▶ _What needs to be done_
This exercise asks for a copy of each line in the records below with the word "xmin" in it.

============

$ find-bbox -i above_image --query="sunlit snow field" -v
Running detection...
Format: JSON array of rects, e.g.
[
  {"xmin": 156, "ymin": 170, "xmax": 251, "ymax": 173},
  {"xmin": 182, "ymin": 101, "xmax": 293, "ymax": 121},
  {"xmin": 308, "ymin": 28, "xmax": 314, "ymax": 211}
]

============

▶ _Output below_
  {"xmin": 156, "ymin": 170, "xmax": 251, "ymax": 173},
  {"xmin": 182, "ymin": 101, "xmax": 293, "ymax": 121},
  {"xmin": 308, "ymin": 28, "xmax": 314, "ymax": 211}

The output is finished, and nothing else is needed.